**Article:**
Thank you Meaghan, for you are an (exorbitantly) exceptional gift.
Until next time,

Sat, 22 Mar 2003 
TNL #69
Hello All,
   No stories today.  Instead I figured I'd give you a brief picture of what this war looks like over here.  No, I won't go on and on about my views (which are honestly a bit incomplete), or about how saddened I am by the decisions of my government.  I'm sure you all know the frustrations ten-fold.  But you may have questions about an American living in a Muslim neighborhood in West Africa during such a war with such religious involvement.  Bottom line: I feel safer here than I would over there.  The other day my friend Sekina started tearing up at the idea of a war involving my home.  She insisted that my family come here to stay, where they will  be safer.  I told her that if my family lived in Iraq, I'd take her up on that.
    Sitting on a porch at the Jr. High the other day, I was listening to the radio with a group of teachers.  We were all very discouraged as we heard about the first attacks.  I said that it was a complicated situation, but that most of the Americans I knew were opposed to the war.  One teacher turned to me and said,
"You mean the Americans aren't happy with this war?!" NO! "But, I thought that America was a democracy!".  Hmm.  There was one teacher who thought the war was good because it was necessary revenge after the September 11th deaths.  After I explained that Iraq wasn't the one in the cockpit of those planes, she changed her mind. 
     I haven't once felt as if anyone connected me personally to the responsibilities of this tragedy due to my Americaness or Christianity.  They only feel sorry for the dangers my homeland may face themselves. And they are sad that children in Iraq will likely die.

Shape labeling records
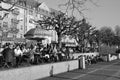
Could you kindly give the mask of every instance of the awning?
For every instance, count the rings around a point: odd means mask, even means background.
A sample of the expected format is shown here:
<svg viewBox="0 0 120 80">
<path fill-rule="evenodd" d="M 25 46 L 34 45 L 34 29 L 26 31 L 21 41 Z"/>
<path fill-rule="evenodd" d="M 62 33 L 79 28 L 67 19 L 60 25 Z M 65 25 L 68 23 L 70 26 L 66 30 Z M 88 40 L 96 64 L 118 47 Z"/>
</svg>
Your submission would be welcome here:
<svg viewBox="0 0 120 80">
<path fill-rule="evenodd" d="M 30 29 L 24 37 L 29 40 L 43 40 L 46 39 L 46 37 L 51 37 L 49 31 L 41 29 L 41 28 L 32 28 Z"/>
</svg>

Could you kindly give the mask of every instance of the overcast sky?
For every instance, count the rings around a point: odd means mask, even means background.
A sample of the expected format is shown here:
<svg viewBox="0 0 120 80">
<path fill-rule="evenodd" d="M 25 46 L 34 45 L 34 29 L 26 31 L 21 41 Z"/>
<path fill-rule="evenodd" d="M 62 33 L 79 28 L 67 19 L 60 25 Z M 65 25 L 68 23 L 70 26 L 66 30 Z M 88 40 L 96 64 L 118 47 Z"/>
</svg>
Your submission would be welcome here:
<svg viewBox="0 0 120 80">
<path fill-rule="evenodd" d="M 39 0 L 45 2 L 48 7 L 59 9 L 58 5 L 65 3 L 67 0 Z M 94 1 L 94 0 L 93 0 Z M 110 26 L 114 27 L 120 25 L 120 0 L 99 0 L 97 2 L 99 7 L 96 7 L 89 3 L 85 15 L 88 18 L 88 21 L 96 26 Z"/>
</svg>

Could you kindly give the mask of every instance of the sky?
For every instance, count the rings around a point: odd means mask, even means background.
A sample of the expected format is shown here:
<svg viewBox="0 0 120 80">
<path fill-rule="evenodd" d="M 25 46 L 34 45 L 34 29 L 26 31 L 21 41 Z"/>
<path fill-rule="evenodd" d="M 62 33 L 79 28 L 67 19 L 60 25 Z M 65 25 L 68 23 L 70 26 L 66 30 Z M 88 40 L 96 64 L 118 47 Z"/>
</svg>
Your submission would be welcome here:
<svg viewBox="0 0 120 80">
<path fill-rule="evenodd" d="M 39 1 L 45 2 L 48 7 L 61 10 L 58 5 L 65 3 L 67 0 Z M 114 28 L 116 25 L 120 25 L 120 0 L 97 0 L 97 5 L 99 6 L 87 3 L 88 10 L 84 11 L 84 15 L 91 25 L 97 28 L 104 26 Z"/>
</svg>

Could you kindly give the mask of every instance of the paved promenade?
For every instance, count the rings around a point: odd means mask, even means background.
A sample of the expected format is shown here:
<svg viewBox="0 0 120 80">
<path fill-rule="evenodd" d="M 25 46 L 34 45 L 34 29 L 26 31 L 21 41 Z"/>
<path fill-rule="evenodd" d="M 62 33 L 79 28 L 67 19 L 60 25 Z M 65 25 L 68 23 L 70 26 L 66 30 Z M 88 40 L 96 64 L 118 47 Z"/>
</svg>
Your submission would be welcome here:
<svg viewBox="0 0 120 80">
<path fill-rule="evenodd" d="M 89 65 L 85 70 L 73 70 L 38 80 L 120 80 L 120 60 Z"/>
</svg>

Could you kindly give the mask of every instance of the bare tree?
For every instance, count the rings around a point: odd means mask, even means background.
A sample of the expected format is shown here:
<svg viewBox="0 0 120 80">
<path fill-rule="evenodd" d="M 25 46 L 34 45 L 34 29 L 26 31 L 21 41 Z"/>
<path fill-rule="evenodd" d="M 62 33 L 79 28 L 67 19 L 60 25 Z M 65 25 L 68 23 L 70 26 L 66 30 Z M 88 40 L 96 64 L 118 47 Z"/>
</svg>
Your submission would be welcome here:
<svg viewBox="0 0 120 80">
<path fill-rule="evenodd" d="M 53 13 L 53 17 L 48 17 L 44 20 L 39 20 L 37 23 L 49 27 L 51 26 L 53 30 L 57 32 L 58 35 L 58 45 L 61 48 L 61 40 L 64 35 L 67 35 L 70 28 L 73 28 L 75 22 L 75 17 L 67 17 L 64 13 L 60 12 L 58 15 Z"/>
<path fill-rule="evenodd" d="M 85 18 L 83 11 L 84 10 L 88 10 L 86 8 L 86 3 L 90 2 L 95 6 L 99 6 L 97 5 L 97 2 L 95 2 L 95 0 L 67 0 L 66 3 L 64 4 L 60 4 L 60 7 L 64 7 L 65 8 L 65 13 L 68 13 L 69 11 L 71 11 L 72 16 L 74 15 L 74 12 L 76 13 L 76 11 L 80 14 L 80 16 L 82 16 L 83 18 Z"/>
<path fill-rule="evenodd" d="M 95 27 L 92 27 L 86 22 L 86 19 L 82 19 L 75 24 L 75 28 L 71 29 L 69 34 L 76 39 L 79 47 L 83 49 L 86 47 L 90 40 L 90 36 L 92 31 L 94 31 Z M 86 42 L 85 42 L 86 41 Z"/>
</svg>

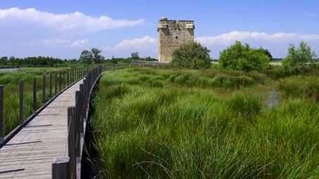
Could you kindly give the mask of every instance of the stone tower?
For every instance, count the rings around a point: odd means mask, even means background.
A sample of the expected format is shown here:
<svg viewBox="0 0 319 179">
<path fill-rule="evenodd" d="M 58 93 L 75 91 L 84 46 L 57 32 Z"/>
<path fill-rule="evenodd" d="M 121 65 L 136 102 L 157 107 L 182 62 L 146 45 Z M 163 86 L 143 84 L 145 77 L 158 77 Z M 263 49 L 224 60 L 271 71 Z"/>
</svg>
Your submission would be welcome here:
<svg viewBox="0 0 319 179">
<path fill-rule="evenodd" d="M 168 20 L 162 17 L 158 22 L 158 61 L 172 60 L 173 51 L 183 44 L 194 42 L 194 20 Z"/>
</svg>

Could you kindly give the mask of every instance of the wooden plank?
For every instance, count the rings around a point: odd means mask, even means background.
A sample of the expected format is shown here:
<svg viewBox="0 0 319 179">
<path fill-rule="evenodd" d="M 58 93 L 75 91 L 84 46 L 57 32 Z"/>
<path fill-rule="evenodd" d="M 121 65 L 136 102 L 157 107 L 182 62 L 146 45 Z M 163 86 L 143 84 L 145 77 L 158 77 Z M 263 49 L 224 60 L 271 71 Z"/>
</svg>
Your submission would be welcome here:
<svg viewBox="0 0 319 179">
<path fill-rule="evenodd" d="M 56 98 L 0 149 L 0 178 L 51 178 L 52 160 L 68 157 L 67 110 L 80 80 Z"/>
</svg>

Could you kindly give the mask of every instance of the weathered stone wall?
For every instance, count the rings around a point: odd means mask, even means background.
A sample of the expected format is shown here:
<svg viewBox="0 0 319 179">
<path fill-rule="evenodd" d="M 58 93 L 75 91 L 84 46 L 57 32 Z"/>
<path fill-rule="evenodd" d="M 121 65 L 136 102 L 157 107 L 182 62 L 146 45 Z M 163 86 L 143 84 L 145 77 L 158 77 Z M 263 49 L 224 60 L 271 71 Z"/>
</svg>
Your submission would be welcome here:
<svg viewBox="0 0 319 179">
<path fill-rule="evenodd" d="M 173 51 L 187 43 L 194 41 L 193 20 L 168 20 L 161 18 L 158 22 L 158 61 L 172 60 Z"/>
</svg>

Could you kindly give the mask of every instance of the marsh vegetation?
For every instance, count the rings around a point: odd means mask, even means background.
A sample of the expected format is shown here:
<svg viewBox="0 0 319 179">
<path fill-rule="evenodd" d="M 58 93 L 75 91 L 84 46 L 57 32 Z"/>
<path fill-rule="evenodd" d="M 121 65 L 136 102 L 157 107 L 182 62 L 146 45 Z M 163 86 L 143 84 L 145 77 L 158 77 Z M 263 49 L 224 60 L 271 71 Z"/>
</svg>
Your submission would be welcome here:
<svg viewBox="0 0 319 179">
<path fill-rule="evenodd" d="M 90 119 L 97 177 L 318 178 L 318 71 L 214 68 L 105 73 Z"/>
</svg>

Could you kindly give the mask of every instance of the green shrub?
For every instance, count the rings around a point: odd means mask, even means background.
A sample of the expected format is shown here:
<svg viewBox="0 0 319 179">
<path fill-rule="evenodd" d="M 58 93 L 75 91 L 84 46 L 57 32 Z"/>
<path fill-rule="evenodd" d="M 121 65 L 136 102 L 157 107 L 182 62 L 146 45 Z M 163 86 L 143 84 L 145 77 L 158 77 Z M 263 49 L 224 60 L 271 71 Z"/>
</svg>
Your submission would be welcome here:
<svg viewBox="0 0 319 179">
<path fill-rule="evenodd" d="M 170 65 L 175 67 L 208 68 L 211 67 L 210 51 L 200 44 L 187 44 L 173 51 Z"/>
<path fill-rule="evenodd" d="M 219 57 L 220 65 L 225 69 L 261 71 L 269 66 L 270 58 L 259 49 L 244 46 L 240 41 L 223 51 Z"/>
<path fill-rule="evenodd" d="M 282 66 L 290 73 L 305 72 L 308 69 L 310 63 L 313 63 L 316 55 L 311 51 L 307 44 L 301 41 L 299 48 L 296 49 L 294 44 L 288 48 L 288 55 L 282 60 Z"/>
<path fill-rule="evenodd" d="M 148 79 L 149 79 L 151 78 L 150 76 L 149 75 L 141 75 L 139 76 L 139 80 L 142 81 L 147 81 Z"/>
<path fill-rule="evenodd" d="M 159 80 L 156 80 L 151 83 L 151 87 L 162 88 L 163 83 Z"/>
</svg>

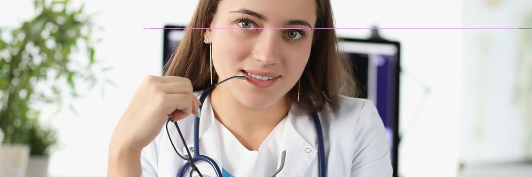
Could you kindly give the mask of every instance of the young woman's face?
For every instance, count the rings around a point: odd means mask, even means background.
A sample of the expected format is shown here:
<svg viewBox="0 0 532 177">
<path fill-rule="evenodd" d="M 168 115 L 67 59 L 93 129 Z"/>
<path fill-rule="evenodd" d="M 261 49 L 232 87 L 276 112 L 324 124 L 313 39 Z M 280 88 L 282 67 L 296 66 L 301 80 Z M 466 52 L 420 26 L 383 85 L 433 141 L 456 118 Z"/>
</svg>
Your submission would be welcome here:
<svg viewBox="0 0 532 177">
<path fill-rule="evenodd" d="M 222 0 L 210 27 L 312 28 L 315 5 L 314 0 Z M 309 60 L 313 32 L 213 29 L 204 36 L 212 43 L 219 81 L 234 75 L 248 77 L 246 81 L 231 80 L 220 86 L 240 103 L 258 109 L 281 100 L 297 83 Z"/>
</svg>

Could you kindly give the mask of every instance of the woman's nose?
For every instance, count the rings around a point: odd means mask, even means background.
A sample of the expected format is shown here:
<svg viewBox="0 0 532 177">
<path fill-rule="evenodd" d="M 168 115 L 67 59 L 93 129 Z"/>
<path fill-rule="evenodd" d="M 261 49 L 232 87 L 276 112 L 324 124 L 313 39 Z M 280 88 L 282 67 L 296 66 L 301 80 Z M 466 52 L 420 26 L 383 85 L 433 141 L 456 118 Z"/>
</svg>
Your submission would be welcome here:
<svg viewBox="0 0 532 177">
<path fill-rule="evenodd" d="M 281 36 L 276 30 L 263 30 L 253 50 L 253 58 L 263 65 L 272 65 L 280 60 Z"/>
</svg>

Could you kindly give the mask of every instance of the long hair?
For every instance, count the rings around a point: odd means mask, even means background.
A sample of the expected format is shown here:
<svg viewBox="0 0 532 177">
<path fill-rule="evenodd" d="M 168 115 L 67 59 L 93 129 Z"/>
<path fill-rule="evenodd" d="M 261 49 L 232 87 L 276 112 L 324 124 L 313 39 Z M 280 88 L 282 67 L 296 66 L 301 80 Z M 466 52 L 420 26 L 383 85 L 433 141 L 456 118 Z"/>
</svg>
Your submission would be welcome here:
<svg viewBox="0 0 532 177">
<path fill-rule="evenodd" d="M 220 0 L 200 0 L 190 23 L 190 28 L 208 28 L 216 14 Z M 334 28 L 332 12 L 329 0 L 316 0 L 316 28 Z M 194 90 L 210 86 L 209 46 L 203 43 L 205 30 L 185 30 L 183 39 L 164 66 L 164 75 L 187 78 Z M 310 56 L 301 78 L 299 102 L 295 103 L 308 113 L 318 112 L 327 103 L 332 111 L 338 106 L 340 95 L 356 96 L 358 90 L 351 63 L 338 52 L 338 39 L 334 30 L 314 31 Z M 213 71 L 213 84 L 218 75 Z M 296 83 L 287 94 L 297 99 Z"/>
</svg>

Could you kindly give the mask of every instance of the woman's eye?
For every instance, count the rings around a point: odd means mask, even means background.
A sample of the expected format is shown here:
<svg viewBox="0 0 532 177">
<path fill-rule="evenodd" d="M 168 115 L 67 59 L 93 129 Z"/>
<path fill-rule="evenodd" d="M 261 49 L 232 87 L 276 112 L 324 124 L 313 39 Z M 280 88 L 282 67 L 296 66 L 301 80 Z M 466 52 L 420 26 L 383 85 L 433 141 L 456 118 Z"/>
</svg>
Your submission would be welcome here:
<svg viewBox="0 0 532 177">
<path fill-rule="evenodd" d="M 301 38 L 301 33 L 298 31 L 291 31 L 286 33 L 286 36 L 293 40 L 297 40 Z"/>
<path fill-rule="evenodd" d="M 238 23 L 238 25 L 242 28 L 255 28 L 255 26 L 249 21 L 242 21 Z"/>
</svg>

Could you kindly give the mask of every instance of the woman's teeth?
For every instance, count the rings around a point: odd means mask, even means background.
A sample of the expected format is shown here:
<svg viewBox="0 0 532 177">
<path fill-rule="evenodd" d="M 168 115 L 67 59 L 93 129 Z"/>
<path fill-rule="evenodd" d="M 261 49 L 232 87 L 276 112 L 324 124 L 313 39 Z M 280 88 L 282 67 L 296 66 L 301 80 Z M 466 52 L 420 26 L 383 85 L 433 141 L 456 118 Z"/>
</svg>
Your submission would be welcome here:
<svg viewBox="0 0 532 177">
<path fill-rule="evenodd" d="M 248 72 L 246 72 L 246 74 L 247 74 L 247 75 L 249 75 L 249 76 L 251 77 L 252 78 L 253 78 L 253 79 L 257 79 L 257 80 L 264 80 L 264 81 L 270 80 L 273 79 L 273 78 L 275 78 L 275 77 L 267 77 L 267 76 L 262 76 L 262 75 L 255 75 L 255 74 L 252 74 L 252 73 L 248 73 Z"/>
</svg>

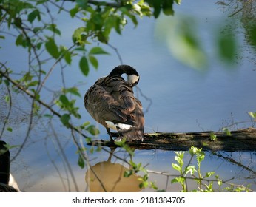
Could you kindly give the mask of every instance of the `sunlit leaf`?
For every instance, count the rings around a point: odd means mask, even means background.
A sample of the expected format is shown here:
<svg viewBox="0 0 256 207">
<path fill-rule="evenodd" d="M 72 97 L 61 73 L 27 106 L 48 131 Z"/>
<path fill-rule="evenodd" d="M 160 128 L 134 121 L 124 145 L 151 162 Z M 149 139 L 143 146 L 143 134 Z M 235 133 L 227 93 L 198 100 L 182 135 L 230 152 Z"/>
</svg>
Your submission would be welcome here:
<svg viewBox="0 0 256 207">
<path fill-rule="evenodd" d="M 89 64 L 87 58 L 85 56 L 83 56 L 79 61 L 79 67 L 80 69 L 82 72 L 82 73 L 87 76 L 89 74 Z"/>
<path fill-rule="evenodd" d="M 70 115 L 68 114 L 64 114 L 61 116 L 61 121 L 62 122 L 63 125 L 67 128 L 70 127 Z"/>
<path fill-rule="evenodd" d="M 127 170 L 124 173 L 124 177 L 129 177 L 129 176 L 131 176 L 132 174 L 132 172 L 133 172 L 133 171 L 132 169 Z"/>
<path fill-rule="evenodd" d="M 256 118 L 256 112 L 248 112 L 248 114 L 249 114 L 249 116 L 251 116 L 252 118 Z"/>
<path fill-rule="evenodd" d="M 30 13 L 27 16 L 27 20 L 32 23 L 33 21 L 34 21 L 34 20 L 36 19 L 36 18 L 38 18 L 38 21 L 41 20 L 41 16 L 40 16 L 40 12 L 38 10 L 35 10 L 33 11 L 32 11 L 31 13 Z"/>
<path fill-rule="evenodd" d="M 180 166 L 178 166 L 178 164 L 176 163 L 172 163 L 172 166 L 174 169 L 178 171 L 178 172 L 181 172 L 181 168 Z"/>
<path fill-rule="evenodd" d="M 166 26 L 168 25 L 168 26 Z M 161 18 L 156 27 L 157 35 L 165 41 L 172 56 L 198 70 L 207 68 L 207 56 L 191 18 Z"/>
<path fill-rule="evenodd" d="M 109 55 L 109 54 L 110 54 L 109 52 L 106 52 L 100 47 L 92 47 L 89 52 L 89 55 Z"/>
<path fill-rule="evenodd" d="M 90 55 L 89 56 L 89 60 L 90 62 L 91 63 L 91 64 L 95 68 L 98 69 L 98 61 L 97 60 L 97 58 L 92 55 Z"/>
<path fill-rule="evenodd" d="M 79 93 L 79 90 L 76 87 L 72 87 L 72 88 L 67 88 L 67 89 L 62 89 L 62 91 L 64 92 L 70 92 L 73 95 L 75 95 L 76 96 L 81 97 L 81 94 Z"/>
<path fill-rule="evenodd" d="M 84 168 L 84 166 L 85 166 L 84 160 L 83 159 L 83 157 L 81 156 L 80 154 L 78 156 L 78 164 L 81 169 Z"/>
<path fill-rule="evenodd" d="M 61 101 L 61 103 L 65 105 L 65 106 L 67 106 L 69 105 L 70 104 L 70 101 L 68 100 L 68 98 L 67 98 L 66 95 L 61 95 L 60 97 L 59 97 L 59 100 Z"/>
<path fill-rule="evenodd" d="M 48 38 L 48 41 L 45 43 L 45 48 L 49 52 L 50 55 L 51 55 L 52 57 L 55 58 L 58 58 L 59 56 L 59 52 L 58 50 L 58 47 L 56 44 L 55 43 L 55 41 L 52 38 Z"/>
<path fill-rule="evenodd" d="M 96 128 L 95 126 L 91 125 L 89 126 L 87 128 L 87 130 L 92 135 L 97 135 L 100 133 L 100 131 L 98 130 L 98 128 Z"/>
</svg>

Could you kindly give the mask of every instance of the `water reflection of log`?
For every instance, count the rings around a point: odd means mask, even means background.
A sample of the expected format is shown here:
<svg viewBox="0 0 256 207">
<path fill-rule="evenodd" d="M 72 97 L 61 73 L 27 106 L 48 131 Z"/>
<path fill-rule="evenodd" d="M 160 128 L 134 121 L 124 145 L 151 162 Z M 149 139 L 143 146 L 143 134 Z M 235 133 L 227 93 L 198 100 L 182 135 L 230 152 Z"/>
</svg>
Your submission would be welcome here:
<svg viewBox="0 0 256 207">
<path fill-rule="evenodd" d="M 112 133 L 117 137 L 117 133 Z M 113 146 L 115 143 L 95 140 L 92 145 Z M 132 141 L 127 144 L 140 149 L 188 150 L 191 146 L 211 151 L 256 151 L 256 129 L 248 128 L 226 132 L 145 133 L 144 142 Z"/>
<path fill-rule="evenodd" d="M 85 174 L 85 180 L 91 192 L 137 192 L 141 191 L 138 180 L 141 177 L 132 174 L 128 177 L 124 177 L 124 172 L 129 170 L 128 168 L 120 163 L 111 163 L 110 157 L 107 161 L 99 162 L 92 166 L 92 169 L 89 169 Z M 96 174 L 96 176 L 94 173 Z M 101 183 L 99 182 L 101 180 Z"/>
</svg>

**Problems to work on:**
a: Pick out each line of the records that contains the string "stone", and copy those lines.
b: Resume the letter about the war as seen from West Africa, picking up right after its last sentence.
The text and the records come from separate, unrelated sources.

**Outputs in order:**
a:
Could you kindly give the mask of every instance of the stone tower?
Could you kindly give the mask of every instance of the weathered stone wall?

b:
 As far as what Peace Corps Togo is doing to keep us informed, I am well cared for.  Last week, 16 PCVS met with our Security officer and Director for a two day seminar.  During the seminar our Emergency Action Plan and our communication network were strengthened considerably. The 16 of us were given cell phones so that we can be reached any time by Peace Corps.  Each of us can then get in touch with a handful of other PCVs in our area in a matter of minutes or a couple hours.  In the past week, the Director of Peace Corps Togo has called us all twice to give us news updates and ask how things are going.  No one anticipates any Anti-Americanism here, but we are watching for it anyway.  We are also all glued to the BBC. It's always good to hear news from the British point of view.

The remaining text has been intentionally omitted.